THE PROBLEM: Copy the lines below verbatim, starting at the line containing "the rear wheel" and ending with the line containing "x=252 y=236", both of those lines included.

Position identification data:
---------------

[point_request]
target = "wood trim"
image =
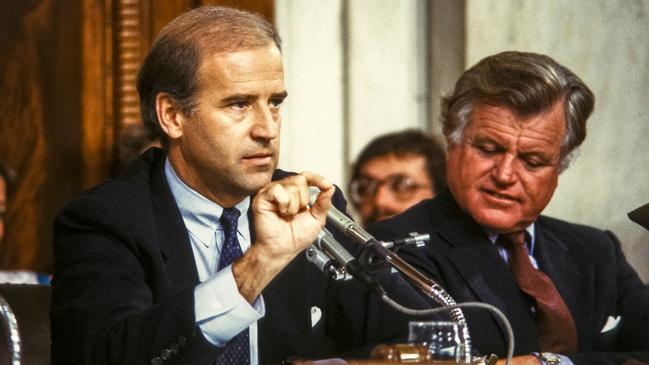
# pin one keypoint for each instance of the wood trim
(97, 123)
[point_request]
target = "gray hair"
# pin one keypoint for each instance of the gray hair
(527, 84)
(172, 64)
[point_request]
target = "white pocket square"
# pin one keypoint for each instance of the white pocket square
(611, 323)
(316, 314)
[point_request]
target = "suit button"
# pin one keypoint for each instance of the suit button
(165, 354)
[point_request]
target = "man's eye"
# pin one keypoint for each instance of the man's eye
(532, 162)
(487, 148)
(239, 105)
(276, 102)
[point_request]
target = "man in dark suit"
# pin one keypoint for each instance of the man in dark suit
(512, 125)
(192, 257)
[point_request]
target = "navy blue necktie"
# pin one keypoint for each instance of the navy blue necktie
(237, 350)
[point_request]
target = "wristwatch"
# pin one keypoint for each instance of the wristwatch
(548, 358)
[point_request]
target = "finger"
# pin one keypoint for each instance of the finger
(293, 206)
(322, 203)
(316, 180)
(278, 195)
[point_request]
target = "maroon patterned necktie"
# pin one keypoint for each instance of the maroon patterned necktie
(554, 323)
(237, 350)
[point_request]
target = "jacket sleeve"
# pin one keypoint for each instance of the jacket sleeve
(629, 340)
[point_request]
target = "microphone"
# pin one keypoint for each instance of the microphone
(327, 243)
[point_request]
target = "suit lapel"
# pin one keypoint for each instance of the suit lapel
(483, 270)
(570, 278)
(172, 234)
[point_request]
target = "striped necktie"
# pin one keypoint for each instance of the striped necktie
(237, 350)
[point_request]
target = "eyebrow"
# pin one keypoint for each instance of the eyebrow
(248, 97)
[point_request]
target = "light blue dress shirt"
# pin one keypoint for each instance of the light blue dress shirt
(221, 311)
(530, 247)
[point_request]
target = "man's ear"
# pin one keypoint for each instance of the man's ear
(170, 116)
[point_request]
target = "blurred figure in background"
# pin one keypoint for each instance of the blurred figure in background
(394, 172)
(13, 276)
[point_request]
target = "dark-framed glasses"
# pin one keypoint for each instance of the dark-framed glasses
(401, 186)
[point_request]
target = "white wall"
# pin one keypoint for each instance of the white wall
(606, 43)
(329, 117)
(331, 114)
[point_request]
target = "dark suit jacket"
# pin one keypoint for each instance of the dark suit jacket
(586, 265)
(123, 288)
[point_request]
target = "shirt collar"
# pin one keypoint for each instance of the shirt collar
(530, 230)
(201, 215)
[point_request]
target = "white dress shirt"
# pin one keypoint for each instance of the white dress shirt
(221, 311)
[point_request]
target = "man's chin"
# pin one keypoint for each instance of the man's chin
(501, 223)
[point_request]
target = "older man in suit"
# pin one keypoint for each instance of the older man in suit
(192, 257)
(512, 125)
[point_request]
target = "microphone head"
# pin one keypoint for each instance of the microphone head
(313, 193)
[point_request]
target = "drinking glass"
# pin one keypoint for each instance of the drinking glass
(443, 339)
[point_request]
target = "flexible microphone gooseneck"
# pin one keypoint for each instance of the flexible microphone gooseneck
(354, 231)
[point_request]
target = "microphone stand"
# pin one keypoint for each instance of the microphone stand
(11, 330)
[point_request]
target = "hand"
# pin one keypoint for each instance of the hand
(284, 226)
(521, 360)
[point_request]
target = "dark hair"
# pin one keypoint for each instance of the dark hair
(172, 64)
(527, 84)
(407, 142)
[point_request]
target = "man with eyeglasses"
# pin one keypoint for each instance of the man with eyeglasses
(394, 172)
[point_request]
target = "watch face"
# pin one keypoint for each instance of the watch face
(550, 358)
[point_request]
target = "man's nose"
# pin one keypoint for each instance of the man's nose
(384, 197)
(266, 124)
(503, 170)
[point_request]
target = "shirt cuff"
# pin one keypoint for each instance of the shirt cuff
(221, 311)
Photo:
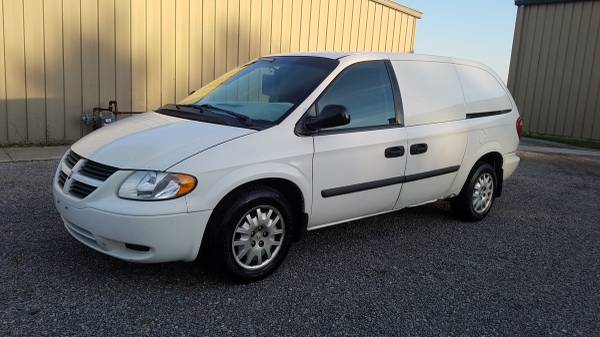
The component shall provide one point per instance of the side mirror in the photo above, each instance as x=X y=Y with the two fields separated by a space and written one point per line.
x=331 y=116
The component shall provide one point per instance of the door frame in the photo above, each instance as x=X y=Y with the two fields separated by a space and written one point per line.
x=301 y=131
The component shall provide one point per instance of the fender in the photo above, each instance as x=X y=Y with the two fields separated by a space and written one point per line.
x=469 y=161
x=220 y=187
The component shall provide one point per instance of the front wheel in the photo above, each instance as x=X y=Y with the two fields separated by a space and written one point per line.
x=477 y=195
x=254 y=233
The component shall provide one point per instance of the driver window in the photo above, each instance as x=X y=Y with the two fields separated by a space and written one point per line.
x=366 y=92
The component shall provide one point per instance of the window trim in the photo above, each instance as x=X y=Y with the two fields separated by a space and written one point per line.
x=301 y=131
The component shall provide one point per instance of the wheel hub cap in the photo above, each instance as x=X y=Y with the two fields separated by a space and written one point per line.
x=258 y=237
x=483 y=193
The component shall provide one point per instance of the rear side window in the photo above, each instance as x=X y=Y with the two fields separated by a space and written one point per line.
x=366 y=92
x=431 y=92
x=483 y=92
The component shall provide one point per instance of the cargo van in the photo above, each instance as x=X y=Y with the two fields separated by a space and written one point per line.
x=288 y=143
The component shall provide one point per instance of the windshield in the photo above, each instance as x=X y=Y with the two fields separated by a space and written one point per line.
x=262 y=92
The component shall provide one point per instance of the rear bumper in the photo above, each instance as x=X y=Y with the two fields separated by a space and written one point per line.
x=510 y=164
x=136 y=238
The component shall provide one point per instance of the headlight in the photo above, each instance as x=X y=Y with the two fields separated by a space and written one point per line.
x=150 y=185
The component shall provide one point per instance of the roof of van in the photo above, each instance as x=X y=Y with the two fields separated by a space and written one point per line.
x=391 y=56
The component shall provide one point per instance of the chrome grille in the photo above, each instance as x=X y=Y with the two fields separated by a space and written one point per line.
x=80 y=189
x=80 y=180
x=71 y=159
x=96 y=170
x=62 y=178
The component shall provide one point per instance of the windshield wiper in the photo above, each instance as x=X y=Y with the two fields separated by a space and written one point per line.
x=242 y=118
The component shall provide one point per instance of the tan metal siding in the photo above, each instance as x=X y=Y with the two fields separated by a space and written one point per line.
x=62 y=57
x=555 y=69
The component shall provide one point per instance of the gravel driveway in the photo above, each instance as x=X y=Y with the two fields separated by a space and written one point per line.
x=531 y=268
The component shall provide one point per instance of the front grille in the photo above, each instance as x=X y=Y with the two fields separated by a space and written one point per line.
x=96 y=170
x=72 y=159
x=62 y=177
x=80 y=189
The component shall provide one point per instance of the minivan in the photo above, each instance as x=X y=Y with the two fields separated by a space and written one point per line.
x=241 y=168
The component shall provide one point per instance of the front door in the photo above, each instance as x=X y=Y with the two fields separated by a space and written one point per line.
x=358 y=168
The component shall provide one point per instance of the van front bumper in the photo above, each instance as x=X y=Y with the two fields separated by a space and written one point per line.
x=137 y=238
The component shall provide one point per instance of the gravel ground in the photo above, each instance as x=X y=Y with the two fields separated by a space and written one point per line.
x=531 y=268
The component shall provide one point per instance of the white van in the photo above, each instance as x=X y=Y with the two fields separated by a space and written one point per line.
x=243 y=166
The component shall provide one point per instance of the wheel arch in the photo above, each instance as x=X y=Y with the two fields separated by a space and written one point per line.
x=490 y=153
x=289 y=188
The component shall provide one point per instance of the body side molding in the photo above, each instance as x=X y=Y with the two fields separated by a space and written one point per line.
x=332 y=192
x=487 y=113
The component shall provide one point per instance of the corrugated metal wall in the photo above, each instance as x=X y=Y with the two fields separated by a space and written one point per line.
x=62 y=57
x=555 y=69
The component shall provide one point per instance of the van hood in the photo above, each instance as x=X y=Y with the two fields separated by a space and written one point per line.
x=153 y=141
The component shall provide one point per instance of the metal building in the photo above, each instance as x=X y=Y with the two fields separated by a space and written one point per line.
x=555 y=67
x=62 y=57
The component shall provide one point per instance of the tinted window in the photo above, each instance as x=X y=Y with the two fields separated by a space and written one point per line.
x=431 y=92
x=483 y=92
x=366 y=92
x=267 y=89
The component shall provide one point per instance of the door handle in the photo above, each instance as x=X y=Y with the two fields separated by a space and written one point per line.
x=418 y=148
x=393 y=152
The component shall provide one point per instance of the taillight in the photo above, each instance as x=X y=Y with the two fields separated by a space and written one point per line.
x=519 y=127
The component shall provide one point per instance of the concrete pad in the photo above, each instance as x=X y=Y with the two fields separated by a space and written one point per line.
x=563 y=151
x=4 y=156
x=36 y=153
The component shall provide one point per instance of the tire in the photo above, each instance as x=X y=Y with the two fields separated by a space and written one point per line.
x=477 y=195
x=252 y=233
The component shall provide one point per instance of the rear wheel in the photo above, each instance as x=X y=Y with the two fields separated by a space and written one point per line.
x=477 y=195
x=252 y=236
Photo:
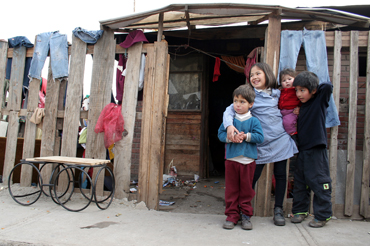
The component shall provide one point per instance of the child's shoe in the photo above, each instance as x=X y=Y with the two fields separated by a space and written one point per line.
x=317 y=223
x=228 y=225
x=246 y=222
x=279 y=216
x=298 y=218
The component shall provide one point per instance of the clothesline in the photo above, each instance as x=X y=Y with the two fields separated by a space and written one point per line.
x=201 y=51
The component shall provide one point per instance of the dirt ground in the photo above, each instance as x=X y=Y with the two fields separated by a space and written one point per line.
x=206 y=197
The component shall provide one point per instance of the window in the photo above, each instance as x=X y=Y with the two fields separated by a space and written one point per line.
x=184 y=85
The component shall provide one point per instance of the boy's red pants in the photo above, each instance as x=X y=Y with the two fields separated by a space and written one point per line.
x=238 y=189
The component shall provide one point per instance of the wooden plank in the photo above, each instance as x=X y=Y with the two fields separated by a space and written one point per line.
x=123 y=148
x=3 y=62
x=74 y=95
x=160 y=27
x=364 y=203
x=272 y=42
x=16 y=79
x=146 y=126
x=100 y=96
x=30 y=132
x=69 y=160
x=158 y=123
x=50 y=122
x=352 y=119
x=263 y=192
x=11 y=145
x=333 y=148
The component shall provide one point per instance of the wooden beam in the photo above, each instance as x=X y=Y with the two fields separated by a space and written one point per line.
x=272 y=42
x=333 y=148
x=160 y=27
x=364 y=203
x=352 y=119
x=123 y=148
x=100 y=96
x=3 y=61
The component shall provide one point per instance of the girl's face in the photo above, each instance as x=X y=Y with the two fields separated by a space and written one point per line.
x=257 y=78
x=287 y=81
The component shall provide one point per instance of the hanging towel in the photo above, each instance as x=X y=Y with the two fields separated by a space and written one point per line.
x=216 y=72
x=111 y=123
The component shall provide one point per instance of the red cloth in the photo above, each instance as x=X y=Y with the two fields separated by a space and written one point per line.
x=238 y=189
x=132 y=38
x=251 y=60
x=288 y=99
x=111 y=123
x=216 y=72
x=120 y=79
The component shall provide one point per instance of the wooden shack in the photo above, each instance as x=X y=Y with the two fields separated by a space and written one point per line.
x=182 y=108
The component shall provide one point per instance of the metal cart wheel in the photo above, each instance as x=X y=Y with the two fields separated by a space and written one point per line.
x=25 y=195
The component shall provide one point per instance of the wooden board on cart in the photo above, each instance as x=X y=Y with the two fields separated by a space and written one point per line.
x=69 y=160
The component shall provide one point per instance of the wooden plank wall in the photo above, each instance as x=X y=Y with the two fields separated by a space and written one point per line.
x=183 y=132
x=66 y=118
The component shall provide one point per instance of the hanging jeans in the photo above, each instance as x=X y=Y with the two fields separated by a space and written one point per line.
x=314 y=45
x=58 y=45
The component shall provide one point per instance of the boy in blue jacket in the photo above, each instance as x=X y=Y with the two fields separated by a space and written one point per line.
x=240 y=159
x=312 y=166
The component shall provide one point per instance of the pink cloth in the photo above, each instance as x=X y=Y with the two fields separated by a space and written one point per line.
x=216 y=72
x=132 y=38
x=111 y=123
x=251 y=60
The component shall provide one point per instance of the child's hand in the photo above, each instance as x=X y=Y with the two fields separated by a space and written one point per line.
x=231 y=130
x=296 y=111
x=239 y=137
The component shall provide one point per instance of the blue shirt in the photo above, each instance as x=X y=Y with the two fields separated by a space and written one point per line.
x=247 y=149
x=277 y=144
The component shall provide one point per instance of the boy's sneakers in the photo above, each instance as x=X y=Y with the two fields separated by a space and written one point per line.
x=279 y=216
x=298 y=218
x=228 y=225
x=246 y=222
x=317 y=223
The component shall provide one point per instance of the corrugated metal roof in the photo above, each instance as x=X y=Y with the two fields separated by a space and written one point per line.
x=183 y=15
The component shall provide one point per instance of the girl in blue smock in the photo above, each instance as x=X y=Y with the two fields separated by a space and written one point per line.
x=277 y=146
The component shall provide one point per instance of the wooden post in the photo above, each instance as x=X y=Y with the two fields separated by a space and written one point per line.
x=3 y=61
x=74 y=95
x=333 y=152
x=155 y=112
x=100 y=96
x=364 y=204
x=14 y=106
x=272 y=42
x=160 y=27
x=351 y=146
x=50 y=122
x=123 y=148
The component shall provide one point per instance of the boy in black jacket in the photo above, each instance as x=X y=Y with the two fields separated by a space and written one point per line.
x=312 y=166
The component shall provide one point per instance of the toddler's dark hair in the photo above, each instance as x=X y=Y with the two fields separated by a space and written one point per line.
x=287 y=71
x=269 y=74
x=308 y=80
x=246 y=91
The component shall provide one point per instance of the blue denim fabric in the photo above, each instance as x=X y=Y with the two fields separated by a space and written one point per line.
x=316 y=60
x=58 y=45
x=89 y=37
x=19 y=41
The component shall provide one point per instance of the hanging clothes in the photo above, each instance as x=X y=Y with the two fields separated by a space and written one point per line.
x=216 y=71
x=111 y=123
x=314 y=45
x=238 y=61
x=251 y=60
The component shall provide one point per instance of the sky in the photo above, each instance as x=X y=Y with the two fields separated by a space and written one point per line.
x=29 y=18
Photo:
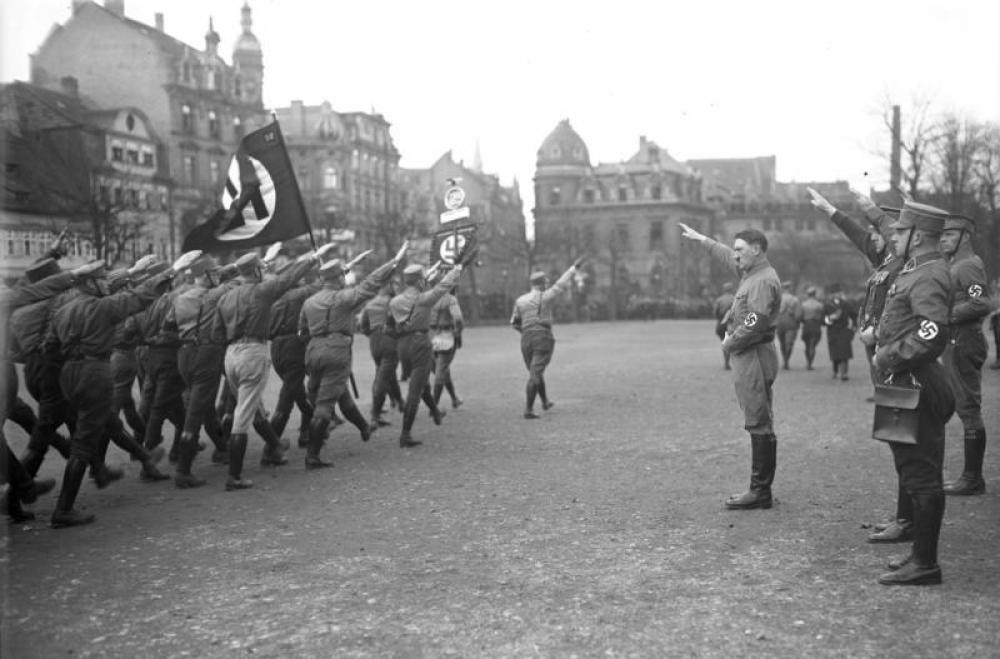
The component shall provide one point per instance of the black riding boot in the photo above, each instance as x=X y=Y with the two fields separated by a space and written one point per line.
x=237 y=450
x=65 y=514
x=971 y=481
x=764 y=454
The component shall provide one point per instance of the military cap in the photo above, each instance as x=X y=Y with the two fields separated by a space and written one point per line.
x=957 y=221
x=891 y=211
x=921 y=216
x=44 y=268
x=118 y=279
x=248 y=263
x=94 y=270
x=201 y=265
x=332 y=269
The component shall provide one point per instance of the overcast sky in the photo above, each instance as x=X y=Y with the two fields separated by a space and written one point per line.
x=804 y=81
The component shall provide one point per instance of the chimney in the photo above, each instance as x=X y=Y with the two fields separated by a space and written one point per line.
x=895 y=166
x=70 y=86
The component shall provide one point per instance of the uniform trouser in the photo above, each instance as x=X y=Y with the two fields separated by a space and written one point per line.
x=754 y=371
x=247 y=366
x=384 y=354
x=288 y=354
x=963 y=360
x=166 y=390
x=442 y=366
x=87 y=387
x=416 y=356
x=124 y=369
x=786 y=338
x=41 y=377
x=200 y=367
x=537 y=346
x=920 y=465
x=328 y=363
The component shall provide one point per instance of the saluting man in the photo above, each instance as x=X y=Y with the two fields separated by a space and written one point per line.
x=411 y=312
x=912 y=333
x=242 y=316
x=533 y=317
x=750 y=340
x=965 y=355
x=327 y=322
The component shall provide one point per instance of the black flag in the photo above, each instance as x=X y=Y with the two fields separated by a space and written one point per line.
x=261 y=199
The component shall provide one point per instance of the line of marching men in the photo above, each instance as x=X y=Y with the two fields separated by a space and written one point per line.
x=188 y=329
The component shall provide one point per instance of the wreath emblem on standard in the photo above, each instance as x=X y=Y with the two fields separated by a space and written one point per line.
x=928 y=330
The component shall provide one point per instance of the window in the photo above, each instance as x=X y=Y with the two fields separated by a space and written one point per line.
x=189 y=169
x=656 y=234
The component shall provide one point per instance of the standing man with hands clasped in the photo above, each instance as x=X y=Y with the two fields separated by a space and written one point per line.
x=750 y=341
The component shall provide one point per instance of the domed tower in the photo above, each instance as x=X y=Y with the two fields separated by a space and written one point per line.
x=563 y=161
x=248 y=62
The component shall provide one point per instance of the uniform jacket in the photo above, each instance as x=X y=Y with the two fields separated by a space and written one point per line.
x=411 y=309
x=756 y=303
x=913 y=330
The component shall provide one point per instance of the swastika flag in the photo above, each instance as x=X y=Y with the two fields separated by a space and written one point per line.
x=261 y=203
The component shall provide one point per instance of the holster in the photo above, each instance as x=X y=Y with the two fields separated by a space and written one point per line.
x=896 y=414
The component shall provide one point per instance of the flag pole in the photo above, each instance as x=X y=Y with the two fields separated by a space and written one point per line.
x=288 y=162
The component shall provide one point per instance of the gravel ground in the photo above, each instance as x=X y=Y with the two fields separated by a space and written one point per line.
x=598 y=530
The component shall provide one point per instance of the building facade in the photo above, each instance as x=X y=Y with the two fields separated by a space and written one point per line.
x=197 y=103
x=624 y=216
x=96 y=173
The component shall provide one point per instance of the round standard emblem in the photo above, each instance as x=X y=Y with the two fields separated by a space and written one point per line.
x=454 y=197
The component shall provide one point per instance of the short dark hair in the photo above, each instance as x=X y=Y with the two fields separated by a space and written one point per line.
x=753 y=237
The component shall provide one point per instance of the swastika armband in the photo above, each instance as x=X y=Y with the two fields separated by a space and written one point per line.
x=928 y=330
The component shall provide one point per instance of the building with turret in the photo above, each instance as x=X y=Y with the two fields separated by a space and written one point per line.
x=197 y=103
x=623 y=215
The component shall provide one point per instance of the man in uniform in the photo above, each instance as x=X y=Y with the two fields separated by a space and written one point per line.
x=446 y=338
x=242 y=316
x=789 y=317
x=750 y=340
x=82 y=331
x=723 y=304
x=912 y=333
x=382 y=345
x=410 y=312
x=532 y=318
x=199 y=362
x=965 y=355
x=812 y=325
x=327 y=322
x=288 y=354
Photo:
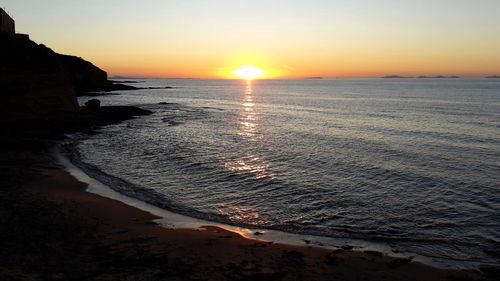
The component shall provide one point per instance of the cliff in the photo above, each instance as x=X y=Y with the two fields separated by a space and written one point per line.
x=33 y=80
x=36 y=81
x=39 y=87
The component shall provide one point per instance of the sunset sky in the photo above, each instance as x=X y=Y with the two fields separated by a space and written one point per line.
x=288 y=39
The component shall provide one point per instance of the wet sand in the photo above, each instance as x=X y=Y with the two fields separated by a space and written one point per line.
x=52 y=229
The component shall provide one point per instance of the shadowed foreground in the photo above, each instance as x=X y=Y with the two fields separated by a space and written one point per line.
x=53 y=230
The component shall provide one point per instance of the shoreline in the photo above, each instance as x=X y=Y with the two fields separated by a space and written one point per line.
x=59 y=231
x=172 y=220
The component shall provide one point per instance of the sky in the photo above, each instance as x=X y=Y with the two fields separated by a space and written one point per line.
x=287 y=39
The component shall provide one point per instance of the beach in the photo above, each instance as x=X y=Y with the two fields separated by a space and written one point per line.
x=54 y=230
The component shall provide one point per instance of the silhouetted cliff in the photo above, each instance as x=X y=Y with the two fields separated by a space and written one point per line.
x=84 y=75
x=33 y=80
x=38 y=90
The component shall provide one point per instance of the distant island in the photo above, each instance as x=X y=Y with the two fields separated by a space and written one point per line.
x=438 y=76
x=422 y=76
x=394 y=76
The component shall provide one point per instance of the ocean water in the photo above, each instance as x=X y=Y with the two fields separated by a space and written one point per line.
x=413 y=163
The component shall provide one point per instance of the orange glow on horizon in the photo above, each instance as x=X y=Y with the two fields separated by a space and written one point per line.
x=248 y=72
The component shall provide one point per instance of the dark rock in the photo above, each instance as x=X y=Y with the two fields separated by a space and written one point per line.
x=331 y=259
x=294 y=257
x=399 y=262
x=492 y=271
x=93 y=104
x=374 y=253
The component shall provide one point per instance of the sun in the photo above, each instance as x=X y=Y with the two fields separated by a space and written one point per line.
x=248 y=72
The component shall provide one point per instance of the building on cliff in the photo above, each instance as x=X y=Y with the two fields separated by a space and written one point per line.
x=7 y=24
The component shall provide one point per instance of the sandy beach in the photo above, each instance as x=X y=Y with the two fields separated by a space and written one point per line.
x=52 y=229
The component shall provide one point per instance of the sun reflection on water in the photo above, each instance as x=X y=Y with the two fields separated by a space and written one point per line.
x=248 y=128
x=242 y=215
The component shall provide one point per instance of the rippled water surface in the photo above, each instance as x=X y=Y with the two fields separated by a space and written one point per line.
x=414 y=163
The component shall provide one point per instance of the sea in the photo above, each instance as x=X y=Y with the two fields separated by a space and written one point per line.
x=411 y=163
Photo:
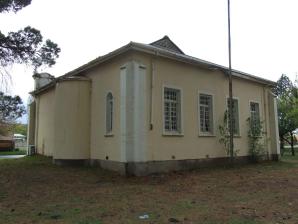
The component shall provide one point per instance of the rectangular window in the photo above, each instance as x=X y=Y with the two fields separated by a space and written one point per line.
x=206 y=114
x=235 y=114
x=172 y=110
x=254 y=112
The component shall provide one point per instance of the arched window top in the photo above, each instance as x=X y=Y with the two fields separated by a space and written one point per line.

---------------

PROBLEM SOLUTION:
The component shall provide one point per instance of the rear wheel in the photo above, each instance as x=X y=Y with the two fields separated by a space and written one point per line.
x=477 y=195
x=252 y=236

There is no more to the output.